Task prompt: Beginning at the line containing "target: stone embankment" and continuing to the end of the records below, give each line again exactly as it stands, and only those lines.

begin Supplied data

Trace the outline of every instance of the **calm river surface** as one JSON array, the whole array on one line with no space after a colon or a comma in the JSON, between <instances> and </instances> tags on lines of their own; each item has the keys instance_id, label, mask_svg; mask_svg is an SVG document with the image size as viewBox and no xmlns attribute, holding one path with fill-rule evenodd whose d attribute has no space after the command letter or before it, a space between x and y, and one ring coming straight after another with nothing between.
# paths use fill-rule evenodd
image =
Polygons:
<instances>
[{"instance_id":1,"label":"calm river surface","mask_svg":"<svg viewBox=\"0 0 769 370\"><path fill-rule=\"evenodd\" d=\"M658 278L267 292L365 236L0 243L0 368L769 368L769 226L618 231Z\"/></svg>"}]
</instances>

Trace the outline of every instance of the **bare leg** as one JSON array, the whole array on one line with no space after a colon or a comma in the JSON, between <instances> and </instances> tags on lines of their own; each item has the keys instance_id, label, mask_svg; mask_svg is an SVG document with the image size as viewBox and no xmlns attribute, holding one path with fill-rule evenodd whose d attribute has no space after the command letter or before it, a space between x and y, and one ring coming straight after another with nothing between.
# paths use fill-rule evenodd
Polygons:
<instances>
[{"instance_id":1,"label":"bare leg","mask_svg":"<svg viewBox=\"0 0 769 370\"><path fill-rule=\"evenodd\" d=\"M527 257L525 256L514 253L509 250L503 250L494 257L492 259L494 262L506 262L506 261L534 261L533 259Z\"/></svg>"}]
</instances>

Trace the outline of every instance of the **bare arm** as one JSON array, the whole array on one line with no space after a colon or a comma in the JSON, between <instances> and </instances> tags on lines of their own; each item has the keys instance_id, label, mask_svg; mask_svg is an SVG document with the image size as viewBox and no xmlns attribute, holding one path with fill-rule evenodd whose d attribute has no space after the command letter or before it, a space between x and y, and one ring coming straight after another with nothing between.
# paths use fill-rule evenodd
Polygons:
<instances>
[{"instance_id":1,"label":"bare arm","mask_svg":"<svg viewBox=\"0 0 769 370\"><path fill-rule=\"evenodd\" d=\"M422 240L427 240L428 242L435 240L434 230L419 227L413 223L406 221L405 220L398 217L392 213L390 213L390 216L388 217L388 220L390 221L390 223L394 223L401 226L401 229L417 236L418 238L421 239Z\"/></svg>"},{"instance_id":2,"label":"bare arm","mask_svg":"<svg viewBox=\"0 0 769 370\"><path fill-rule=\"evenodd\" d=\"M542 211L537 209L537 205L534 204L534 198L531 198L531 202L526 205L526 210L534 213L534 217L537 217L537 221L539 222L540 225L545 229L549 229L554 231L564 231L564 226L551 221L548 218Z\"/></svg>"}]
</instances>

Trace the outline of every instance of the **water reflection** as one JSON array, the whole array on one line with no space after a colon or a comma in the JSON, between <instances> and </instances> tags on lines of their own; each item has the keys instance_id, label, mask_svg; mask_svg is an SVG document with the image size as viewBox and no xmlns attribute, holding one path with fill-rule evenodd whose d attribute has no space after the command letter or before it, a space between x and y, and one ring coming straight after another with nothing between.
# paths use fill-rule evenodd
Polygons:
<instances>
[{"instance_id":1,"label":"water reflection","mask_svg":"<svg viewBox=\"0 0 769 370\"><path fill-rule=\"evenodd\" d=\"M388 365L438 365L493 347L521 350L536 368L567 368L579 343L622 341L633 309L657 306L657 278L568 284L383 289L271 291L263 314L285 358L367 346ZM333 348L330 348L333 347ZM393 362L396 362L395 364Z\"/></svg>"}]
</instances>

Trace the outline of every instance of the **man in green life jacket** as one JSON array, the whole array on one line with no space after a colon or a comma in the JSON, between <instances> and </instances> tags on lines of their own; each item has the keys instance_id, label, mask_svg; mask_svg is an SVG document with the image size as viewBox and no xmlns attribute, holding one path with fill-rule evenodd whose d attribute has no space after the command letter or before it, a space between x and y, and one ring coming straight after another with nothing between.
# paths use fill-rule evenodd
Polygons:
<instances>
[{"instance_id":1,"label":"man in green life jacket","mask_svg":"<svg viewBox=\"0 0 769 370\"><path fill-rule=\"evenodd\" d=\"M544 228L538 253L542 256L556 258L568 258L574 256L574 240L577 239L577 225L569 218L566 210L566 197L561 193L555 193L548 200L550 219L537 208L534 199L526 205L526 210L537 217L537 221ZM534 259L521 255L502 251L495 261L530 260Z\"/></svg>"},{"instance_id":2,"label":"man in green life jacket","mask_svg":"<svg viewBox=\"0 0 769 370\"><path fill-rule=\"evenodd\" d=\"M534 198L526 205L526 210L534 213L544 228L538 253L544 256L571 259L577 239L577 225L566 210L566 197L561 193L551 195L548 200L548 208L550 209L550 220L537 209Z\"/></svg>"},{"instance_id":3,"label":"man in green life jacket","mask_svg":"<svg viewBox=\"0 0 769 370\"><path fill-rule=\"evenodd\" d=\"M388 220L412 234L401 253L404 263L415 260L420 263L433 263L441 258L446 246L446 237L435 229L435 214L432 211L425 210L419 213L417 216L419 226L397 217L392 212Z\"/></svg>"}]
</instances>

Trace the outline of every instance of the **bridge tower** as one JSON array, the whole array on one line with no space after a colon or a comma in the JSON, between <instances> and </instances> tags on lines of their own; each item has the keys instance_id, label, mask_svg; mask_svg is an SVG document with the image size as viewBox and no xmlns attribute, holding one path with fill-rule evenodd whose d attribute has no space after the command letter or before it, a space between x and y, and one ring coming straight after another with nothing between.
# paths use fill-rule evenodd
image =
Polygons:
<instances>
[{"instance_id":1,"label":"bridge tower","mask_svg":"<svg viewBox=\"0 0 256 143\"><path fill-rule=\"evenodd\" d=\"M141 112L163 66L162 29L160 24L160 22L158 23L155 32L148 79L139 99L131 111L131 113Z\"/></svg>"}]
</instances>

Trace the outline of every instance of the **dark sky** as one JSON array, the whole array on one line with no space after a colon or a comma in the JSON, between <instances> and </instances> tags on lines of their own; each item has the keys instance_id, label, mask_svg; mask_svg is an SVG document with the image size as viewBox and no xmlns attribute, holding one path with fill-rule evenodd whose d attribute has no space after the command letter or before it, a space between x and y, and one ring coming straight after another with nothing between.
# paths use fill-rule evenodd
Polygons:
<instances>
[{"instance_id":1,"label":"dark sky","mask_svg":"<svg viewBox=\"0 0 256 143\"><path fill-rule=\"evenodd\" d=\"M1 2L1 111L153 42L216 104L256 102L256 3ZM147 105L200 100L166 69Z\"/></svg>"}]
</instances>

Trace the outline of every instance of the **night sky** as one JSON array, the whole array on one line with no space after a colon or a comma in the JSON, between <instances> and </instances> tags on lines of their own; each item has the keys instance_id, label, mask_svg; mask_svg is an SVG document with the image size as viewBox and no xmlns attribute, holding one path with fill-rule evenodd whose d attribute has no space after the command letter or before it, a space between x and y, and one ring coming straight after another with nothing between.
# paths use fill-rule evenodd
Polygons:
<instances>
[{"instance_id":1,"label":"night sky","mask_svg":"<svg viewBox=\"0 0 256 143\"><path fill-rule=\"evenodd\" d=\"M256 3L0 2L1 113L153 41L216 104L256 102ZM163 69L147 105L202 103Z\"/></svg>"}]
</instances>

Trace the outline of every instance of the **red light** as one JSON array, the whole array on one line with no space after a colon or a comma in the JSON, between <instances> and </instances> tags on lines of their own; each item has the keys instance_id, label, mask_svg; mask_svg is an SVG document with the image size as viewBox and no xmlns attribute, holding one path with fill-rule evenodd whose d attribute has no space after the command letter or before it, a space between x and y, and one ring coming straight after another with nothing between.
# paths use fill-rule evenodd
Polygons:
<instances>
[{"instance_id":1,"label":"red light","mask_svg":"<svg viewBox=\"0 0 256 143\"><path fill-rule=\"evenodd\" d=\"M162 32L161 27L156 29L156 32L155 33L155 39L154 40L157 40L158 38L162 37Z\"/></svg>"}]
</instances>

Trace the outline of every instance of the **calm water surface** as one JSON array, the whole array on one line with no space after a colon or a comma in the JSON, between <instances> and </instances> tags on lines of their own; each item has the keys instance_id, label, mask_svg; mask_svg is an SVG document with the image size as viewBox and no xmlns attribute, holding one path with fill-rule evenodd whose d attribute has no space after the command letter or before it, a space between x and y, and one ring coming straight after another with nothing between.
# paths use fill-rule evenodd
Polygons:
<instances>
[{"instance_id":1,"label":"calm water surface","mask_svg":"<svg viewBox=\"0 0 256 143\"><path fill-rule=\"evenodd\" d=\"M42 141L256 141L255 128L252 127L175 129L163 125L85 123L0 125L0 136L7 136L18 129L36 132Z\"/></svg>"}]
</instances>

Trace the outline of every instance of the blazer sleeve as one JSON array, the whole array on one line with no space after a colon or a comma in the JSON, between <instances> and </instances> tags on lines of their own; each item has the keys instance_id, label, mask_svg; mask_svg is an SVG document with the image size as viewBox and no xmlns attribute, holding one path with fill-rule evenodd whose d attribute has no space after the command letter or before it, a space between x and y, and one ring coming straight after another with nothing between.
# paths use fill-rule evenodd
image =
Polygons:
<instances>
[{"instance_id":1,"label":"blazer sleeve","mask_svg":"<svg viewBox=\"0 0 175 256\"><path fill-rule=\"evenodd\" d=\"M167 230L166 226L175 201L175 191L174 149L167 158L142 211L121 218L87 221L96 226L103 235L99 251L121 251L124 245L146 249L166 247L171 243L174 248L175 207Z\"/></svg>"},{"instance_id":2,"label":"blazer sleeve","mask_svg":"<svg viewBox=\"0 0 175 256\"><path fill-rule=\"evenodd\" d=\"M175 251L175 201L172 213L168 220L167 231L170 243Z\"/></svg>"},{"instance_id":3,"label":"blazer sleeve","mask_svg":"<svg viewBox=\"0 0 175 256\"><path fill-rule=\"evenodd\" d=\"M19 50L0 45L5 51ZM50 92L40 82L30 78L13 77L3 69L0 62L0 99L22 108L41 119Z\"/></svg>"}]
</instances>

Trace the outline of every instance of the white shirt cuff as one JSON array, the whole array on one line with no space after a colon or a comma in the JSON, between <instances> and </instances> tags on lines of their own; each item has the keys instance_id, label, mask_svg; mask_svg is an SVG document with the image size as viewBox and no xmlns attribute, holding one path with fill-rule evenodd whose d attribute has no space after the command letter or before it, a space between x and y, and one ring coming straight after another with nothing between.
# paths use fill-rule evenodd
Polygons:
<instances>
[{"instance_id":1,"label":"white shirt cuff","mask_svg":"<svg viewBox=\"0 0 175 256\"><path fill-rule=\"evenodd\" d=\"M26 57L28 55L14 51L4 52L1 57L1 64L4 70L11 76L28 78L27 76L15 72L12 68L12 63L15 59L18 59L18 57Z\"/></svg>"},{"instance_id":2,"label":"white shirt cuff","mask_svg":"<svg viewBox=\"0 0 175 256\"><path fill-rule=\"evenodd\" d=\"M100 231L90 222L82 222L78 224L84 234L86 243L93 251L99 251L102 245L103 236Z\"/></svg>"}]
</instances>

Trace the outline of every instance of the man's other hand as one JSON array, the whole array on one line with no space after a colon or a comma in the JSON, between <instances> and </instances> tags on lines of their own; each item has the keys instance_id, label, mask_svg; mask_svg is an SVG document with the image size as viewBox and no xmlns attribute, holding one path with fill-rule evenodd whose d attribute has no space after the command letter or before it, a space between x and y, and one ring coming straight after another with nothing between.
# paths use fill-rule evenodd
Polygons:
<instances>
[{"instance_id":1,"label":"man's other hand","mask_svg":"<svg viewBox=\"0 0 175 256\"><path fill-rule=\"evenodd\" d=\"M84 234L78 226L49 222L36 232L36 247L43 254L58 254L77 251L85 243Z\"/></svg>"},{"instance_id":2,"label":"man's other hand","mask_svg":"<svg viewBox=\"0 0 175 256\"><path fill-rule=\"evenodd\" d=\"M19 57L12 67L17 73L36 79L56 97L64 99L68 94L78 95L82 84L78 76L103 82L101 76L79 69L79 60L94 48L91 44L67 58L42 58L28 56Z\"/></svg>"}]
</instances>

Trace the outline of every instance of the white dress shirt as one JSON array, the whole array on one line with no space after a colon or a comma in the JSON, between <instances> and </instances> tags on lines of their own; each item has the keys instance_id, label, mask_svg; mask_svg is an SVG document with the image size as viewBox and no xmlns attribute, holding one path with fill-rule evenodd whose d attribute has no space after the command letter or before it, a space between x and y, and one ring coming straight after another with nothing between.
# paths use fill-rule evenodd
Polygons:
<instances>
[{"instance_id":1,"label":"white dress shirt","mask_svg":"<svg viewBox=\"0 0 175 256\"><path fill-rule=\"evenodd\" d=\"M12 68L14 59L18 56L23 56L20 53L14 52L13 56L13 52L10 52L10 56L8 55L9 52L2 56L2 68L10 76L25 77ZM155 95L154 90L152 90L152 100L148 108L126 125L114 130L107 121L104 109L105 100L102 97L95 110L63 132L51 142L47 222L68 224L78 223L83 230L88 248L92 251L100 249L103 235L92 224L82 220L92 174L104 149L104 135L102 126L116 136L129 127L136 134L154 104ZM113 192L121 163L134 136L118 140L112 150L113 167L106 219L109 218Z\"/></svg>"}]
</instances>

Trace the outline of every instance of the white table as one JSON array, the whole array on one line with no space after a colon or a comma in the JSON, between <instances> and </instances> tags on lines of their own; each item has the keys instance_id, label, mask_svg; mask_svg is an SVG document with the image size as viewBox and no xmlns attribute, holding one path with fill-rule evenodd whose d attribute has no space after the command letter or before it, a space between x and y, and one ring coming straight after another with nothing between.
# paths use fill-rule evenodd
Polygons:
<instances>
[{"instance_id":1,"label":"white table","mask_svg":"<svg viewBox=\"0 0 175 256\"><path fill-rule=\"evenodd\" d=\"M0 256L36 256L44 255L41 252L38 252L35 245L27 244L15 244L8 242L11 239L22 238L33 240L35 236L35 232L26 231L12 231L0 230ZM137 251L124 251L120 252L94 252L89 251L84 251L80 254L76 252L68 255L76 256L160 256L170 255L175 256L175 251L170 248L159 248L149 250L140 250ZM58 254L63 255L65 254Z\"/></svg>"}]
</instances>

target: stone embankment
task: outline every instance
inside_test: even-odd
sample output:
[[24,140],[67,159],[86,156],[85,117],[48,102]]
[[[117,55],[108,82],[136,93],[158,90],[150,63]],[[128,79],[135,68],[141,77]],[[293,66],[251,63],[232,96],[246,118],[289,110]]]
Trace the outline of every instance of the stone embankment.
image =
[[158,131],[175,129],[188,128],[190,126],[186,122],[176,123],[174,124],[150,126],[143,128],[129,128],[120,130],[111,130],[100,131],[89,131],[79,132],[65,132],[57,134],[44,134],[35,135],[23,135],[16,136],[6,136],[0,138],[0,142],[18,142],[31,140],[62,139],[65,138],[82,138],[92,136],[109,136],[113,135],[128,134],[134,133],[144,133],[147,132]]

end Supplied data

Correct output:
target: stone embankment
task: outline every instance
inside_test: even-odd
sample output:
[[24,140],[67,159],[86,156],[85,117],[48,102]]
[[[117,55],[108,82],[136,93],[158,90],[150,63]],[[128,79],[135,68],[141,77]],[[293,66],[251,63],[232,96],[246,118],[289,110]]]
Trace the outline of every instance of the stone embankment.
image =
[[158,131],[175,129],[188,128],[190,126],[186,122],[176,123],[174,124],[150,126],[143,128],[129,128],[120,130],[111,130],[100,131],[89,131],[79,132],[65,132],[57,134],[44,134],[35,135],[23,135],[16,136],[6,136],[0,138],[0,142],[18,142],[31,140],[62,139],[65,138],[82,138],[92,136],[109,136],[113,135],[128,134],[134,133],[144,133],[147,132]]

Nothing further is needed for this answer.